What is required: Reproduce verbatim the passage in the book comparison, everything from "After Horowitz ends" down to "sustains coming generations.".

In Unsheltered, chapters alternate between 2015 and the 1870s, grounded in one place: a crumbling home in Vineland, New Jersey.. The themes of science denial, political corruption, unregulated capitalism, and wealth divides, tie the two eras. Real 19th century figures: the scientist Mary Treat (a colleague of Darwin) and the Trump-like businessman turned politician Charles Landis ground this fictional story
Horwitz rediscovered a college text, the odyssey The Cotton Kingdom written by the 19th century New York Urban planner Fredrick Olmsted about his travels into the US south in the 1850s. He retraces Olmsted’s trip.
Annette Gordon-Reed also begins her personal/ historical journey alternating between the mid- 19th century and today, exploring the meaning of Juneteenth, the day in 1865 when her ancestors in East Texas learned they were free. Unlike Kingsolver and Horwitz, she does not leap in time to the present but winds her way back and forth into the 18th century and through the 20th, through Jim Crow segregation and lynching, Black liberation struggles, that lead to advances and white backlashes. Her own life tells much of this history. At six, she integrated the local white elementary school with her body. Today she is public history in her hometown, her visage gracing a mural, and her bust is on exhibit.
Kingsolver and Horowitz draw parallels between two Gilded Ages. Horowitz traces a journey across the southwest, still gun obsessed, Confederate in outlook, but now dotted with freeways, fast-food joints, and Mud truck wrestlers. Kingsolver connects to eras of science denial, but our contemporary one shows the scars of 160 years of earth abuse. Perhaps the hopeful note is that we have been here before and we survived.
Both Gordon-Reed and Horowitz explore the history and current politics of Texas. They explore communitarian societies created by African Americans (G-R) and German Immigrants (H). The desert allowed these societies to thrive for a time, but the Confederate/Border war/Indigenous Conquest aspects of the Texas culture, nearly wiped out the vestiges of these liberating experiments. Horowitz struggles with how to feel about people he meets who treat him so well, and express racist views. Gordon-Reed explores the question, why do we love a place that doesn’t love us back? What makes a place home, she concludes, is not just good memories, but roots, even scarred ones.
After Horowitz ends his voyage across Texas, he concludes with a chapter on Manhattan’s Central Park that Olmsted built — a vast and expertly designed green commons that is still providing respite for urban folks. This final chapter reminds readers that we too will leave a legacy and we can choose to leave one that sustains coming generations.
Of the three authors, Gordon-Reed is the one who looks at centuries of struggle and sees clear progress: not linear, but significant and hard fought.

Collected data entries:
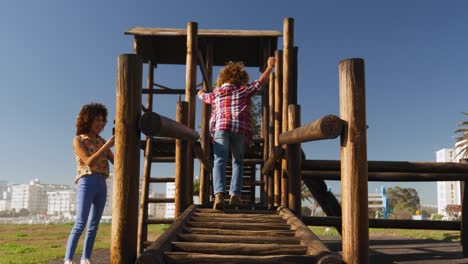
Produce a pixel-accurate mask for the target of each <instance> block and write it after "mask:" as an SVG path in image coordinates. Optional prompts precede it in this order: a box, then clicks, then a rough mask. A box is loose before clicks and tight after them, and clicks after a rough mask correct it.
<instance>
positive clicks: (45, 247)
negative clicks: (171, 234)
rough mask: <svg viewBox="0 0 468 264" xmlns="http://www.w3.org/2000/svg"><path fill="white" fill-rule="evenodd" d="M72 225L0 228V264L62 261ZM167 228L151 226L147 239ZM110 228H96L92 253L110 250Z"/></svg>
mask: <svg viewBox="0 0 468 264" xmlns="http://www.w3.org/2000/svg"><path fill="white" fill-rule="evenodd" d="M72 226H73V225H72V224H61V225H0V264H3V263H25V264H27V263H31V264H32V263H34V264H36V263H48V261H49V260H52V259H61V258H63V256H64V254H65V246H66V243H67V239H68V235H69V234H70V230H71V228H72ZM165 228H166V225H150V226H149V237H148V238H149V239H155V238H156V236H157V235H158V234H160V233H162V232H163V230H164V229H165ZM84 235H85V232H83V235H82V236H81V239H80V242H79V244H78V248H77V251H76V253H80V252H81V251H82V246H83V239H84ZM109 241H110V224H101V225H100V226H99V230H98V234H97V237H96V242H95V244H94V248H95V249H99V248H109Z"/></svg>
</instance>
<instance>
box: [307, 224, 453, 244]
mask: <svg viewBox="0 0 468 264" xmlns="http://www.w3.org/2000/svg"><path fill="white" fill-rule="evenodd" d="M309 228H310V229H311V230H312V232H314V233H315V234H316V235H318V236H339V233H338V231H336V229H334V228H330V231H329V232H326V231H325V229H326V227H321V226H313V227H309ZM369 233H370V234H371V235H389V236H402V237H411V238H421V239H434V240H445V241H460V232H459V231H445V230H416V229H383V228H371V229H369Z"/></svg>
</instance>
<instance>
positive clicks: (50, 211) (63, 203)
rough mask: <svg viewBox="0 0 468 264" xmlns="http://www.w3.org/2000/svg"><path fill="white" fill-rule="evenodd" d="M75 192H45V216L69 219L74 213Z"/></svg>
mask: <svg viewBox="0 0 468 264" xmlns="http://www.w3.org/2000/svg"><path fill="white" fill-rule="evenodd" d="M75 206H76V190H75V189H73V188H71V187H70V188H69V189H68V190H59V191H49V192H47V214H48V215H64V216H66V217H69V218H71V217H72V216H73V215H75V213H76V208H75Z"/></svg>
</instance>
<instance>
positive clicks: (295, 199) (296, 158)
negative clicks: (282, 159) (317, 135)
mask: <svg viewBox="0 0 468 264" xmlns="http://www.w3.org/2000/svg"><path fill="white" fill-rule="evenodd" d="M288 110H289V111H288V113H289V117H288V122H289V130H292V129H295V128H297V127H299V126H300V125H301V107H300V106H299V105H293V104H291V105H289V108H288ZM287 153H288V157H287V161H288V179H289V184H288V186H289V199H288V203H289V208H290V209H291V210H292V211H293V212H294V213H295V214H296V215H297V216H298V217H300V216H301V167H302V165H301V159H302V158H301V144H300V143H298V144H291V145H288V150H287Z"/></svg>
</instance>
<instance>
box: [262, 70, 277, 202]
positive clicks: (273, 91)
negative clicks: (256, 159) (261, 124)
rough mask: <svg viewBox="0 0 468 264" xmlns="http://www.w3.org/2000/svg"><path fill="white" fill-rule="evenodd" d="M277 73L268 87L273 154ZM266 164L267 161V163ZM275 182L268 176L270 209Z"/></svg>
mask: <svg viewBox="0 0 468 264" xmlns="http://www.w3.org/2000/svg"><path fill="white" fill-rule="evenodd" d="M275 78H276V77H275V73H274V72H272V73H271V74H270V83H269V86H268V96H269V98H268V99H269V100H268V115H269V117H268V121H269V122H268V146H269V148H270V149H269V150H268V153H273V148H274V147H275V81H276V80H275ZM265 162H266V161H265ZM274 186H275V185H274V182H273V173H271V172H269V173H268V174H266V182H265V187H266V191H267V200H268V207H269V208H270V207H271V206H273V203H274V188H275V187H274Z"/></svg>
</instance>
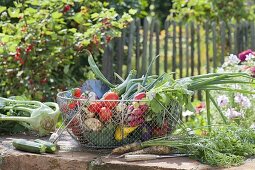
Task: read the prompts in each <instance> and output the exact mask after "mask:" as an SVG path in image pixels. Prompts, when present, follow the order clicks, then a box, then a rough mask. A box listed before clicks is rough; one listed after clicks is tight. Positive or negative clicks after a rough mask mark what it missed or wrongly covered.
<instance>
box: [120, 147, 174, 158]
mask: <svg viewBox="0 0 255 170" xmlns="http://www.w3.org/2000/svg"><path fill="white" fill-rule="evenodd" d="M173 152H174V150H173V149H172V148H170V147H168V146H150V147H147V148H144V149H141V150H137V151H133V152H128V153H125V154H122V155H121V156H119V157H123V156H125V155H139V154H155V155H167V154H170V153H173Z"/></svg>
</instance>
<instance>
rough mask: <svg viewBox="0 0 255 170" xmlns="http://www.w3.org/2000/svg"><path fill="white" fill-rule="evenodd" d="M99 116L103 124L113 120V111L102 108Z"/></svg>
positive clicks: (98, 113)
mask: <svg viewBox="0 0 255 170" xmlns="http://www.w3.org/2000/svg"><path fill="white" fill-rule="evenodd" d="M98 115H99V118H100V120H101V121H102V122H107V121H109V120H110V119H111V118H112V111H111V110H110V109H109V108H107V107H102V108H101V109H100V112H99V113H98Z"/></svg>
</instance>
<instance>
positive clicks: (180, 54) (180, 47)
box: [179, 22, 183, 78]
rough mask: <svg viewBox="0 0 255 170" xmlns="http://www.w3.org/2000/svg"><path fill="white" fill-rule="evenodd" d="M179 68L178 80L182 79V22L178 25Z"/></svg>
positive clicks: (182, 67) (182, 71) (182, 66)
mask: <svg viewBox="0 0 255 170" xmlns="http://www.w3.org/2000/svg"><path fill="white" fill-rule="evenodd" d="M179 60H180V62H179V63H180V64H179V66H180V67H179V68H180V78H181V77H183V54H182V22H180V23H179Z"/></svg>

Problem solution:
After Horowitz ends his voyage across Texas, he concludes with a chapter on Manhattan’s Central Park that Olmsted built — a vast and expertly designed green commons that is still providing respite for urban folks. This final chapter reminds readers that we too will leave a legacy and we can choose to leave one that sustains coming generations.